SOURCE MATERIAL ▸
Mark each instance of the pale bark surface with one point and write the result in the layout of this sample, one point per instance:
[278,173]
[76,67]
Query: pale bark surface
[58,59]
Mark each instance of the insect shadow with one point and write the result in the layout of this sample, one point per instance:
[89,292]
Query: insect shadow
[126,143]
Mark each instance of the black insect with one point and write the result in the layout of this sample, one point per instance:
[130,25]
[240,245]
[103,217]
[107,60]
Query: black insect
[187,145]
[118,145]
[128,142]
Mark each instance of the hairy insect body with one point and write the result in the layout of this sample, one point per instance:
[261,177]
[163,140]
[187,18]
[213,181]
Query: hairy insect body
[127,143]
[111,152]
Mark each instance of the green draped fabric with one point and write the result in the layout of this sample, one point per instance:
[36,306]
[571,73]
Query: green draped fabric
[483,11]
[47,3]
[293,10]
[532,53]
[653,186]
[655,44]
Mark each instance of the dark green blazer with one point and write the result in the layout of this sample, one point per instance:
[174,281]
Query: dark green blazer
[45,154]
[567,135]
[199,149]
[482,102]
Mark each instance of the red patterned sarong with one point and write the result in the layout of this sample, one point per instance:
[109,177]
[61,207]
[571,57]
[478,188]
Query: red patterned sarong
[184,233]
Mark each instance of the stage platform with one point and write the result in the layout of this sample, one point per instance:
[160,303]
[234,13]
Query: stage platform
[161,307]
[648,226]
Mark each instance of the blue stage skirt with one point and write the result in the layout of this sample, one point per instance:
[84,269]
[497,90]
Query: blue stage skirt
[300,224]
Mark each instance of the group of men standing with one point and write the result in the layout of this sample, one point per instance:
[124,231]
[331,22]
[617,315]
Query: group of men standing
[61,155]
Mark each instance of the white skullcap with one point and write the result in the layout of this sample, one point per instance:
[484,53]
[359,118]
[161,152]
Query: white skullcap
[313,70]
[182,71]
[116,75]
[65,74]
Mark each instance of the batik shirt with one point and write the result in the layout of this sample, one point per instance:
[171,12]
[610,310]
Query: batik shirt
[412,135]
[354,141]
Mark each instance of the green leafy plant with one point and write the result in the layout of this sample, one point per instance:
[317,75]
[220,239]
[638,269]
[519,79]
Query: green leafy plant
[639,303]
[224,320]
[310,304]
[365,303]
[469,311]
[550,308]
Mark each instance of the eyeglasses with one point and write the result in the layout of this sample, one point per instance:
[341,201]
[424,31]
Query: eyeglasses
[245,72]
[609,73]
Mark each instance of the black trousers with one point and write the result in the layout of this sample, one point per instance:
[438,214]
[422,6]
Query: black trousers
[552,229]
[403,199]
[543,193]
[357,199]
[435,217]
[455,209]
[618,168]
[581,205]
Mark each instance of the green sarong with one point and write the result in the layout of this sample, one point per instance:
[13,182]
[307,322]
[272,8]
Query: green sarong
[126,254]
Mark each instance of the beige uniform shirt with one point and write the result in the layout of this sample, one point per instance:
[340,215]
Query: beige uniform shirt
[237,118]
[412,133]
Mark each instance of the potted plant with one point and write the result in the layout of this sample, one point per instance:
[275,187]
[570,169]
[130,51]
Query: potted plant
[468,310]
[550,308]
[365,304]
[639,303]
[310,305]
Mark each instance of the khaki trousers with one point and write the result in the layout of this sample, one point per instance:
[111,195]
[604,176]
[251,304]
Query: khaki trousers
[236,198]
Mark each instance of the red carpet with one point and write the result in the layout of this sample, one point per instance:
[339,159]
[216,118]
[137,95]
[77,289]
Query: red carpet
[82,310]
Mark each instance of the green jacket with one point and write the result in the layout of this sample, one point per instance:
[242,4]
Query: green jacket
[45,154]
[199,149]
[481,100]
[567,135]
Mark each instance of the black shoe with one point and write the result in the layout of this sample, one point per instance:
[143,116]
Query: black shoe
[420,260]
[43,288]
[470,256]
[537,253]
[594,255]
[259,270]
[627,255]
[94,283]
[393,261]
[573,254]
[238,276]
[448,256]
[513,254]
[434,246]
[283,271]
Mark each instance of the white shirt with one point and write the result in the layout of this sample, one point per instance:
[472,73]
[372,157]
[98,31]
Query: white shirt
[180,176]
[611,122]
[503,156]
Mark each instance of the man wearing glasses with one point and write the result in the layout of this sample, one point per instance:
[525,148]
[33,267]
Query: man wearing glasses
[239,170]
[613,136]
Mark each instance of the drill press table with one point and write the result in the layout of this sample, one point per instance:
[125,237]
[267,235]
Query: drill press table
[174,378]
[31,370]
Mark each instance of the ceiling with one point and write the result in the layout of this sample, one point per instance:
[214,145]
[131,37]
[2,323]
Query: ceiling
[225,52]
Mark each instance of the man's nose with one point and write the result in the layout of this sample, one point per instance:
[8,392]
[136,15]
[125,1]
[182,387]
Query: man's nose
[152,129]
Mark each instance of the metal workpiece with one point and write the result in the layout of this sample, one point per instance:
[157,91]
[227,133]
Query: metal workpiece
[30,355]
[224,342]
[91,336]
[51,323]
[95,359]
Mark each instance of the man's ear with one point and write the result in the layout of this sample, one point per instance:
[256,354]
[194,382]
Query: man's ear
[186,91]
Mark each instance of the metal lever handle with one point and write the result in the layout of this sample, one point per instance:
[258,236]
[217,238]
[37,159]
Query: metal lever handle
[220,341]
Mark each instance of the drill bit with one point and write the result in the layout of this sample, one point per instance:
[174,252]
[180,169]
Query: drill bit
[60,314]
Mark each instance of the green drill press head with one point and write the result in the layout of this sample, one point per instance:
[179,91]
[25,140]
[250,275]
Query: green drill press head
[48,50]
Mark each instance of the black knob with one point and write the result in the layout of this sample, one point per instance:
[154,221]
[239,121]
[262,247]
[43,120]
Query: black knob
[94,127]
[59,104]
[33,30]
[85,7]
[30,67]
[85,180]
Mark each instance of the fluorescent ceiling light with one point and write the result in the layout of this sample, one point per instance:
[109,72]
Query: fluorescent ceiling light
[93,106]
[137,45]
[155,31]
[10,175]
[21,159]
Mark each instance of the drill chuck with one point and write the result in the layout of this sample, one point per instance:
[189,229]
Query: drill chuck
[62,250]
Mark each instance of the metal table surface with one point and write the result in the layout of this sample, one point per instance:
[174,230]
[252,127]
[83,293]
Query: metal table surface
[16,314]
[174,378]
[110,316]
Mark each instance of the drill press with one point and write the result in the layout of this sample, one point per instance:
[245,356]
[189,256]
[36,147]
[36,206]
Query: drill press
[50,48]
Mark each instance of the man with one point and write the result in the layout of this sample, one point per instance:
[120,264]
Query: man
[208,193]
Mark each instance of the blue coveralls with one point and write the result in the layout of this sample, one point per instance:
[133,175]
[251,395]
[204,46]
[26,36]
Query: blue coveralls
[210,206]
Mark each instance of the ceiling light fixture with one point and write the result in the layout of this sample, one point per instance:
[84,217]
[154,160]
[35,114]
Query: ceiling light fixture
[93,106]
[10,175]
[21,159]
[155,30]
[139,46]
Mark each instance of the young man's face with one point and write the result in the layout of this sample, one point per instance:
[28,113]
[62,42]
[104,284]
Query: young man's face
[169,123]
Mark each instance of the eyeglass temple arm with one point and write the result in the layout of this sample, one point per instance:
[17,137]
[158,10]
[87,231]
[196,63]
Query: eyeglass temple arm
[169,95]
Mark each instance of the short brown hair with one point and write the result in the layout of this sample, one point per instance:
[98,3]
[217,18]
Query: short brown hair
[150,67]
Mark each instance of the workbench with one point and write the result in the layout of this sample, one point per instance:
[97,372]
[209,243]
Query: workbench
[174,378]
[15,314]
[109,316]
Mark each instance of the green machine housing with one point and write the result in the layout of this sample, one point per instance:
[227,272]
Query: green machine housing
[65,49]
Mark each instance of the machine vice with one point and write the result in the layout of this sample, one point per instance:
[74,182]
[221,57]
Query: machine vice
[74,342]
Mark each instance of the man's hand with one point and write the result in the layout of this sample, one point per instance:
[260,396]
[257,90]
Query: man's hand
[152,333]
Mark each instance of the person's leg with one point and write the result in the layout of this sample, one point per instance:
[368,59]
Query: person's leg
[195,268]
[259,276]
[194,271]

PROMPT ▸ Repeat exactly the lines above, starting with the line that contains "Mark each instance of the workbench" and ending with the last line, both included, and nothing else.

EXERCISE SOLUTION ▸
Mark each instance of the workbench with one point and write the result in the layout of this sample, one point per instance:
[97,372]
[209,243]
Query: workbench
[174,378]
[15,314]
[109,316]
Mark each instance of the green machine housing with one point and write the result in the layout of this sample, one point per instance:
[227,272]
Query: green machine housing
[65,49]
Mark each instance of the machine vice with one point and write the result in the layout of this sample, one point per instance:
[74,182]
[221,57]
Query: machine vice
[74,342]
Mark each instance of the man's hand with one point and write the result in the layout of this sample, one point per instance:
[260,396]
[257,90]
Query: man's hand
[152,333]
Mark each instance of the person's leg with one point and write the result in the layout of this sample, one point per instance:
[368,59]
Query: person's leg
[195,268]
[259,276]
[194,271]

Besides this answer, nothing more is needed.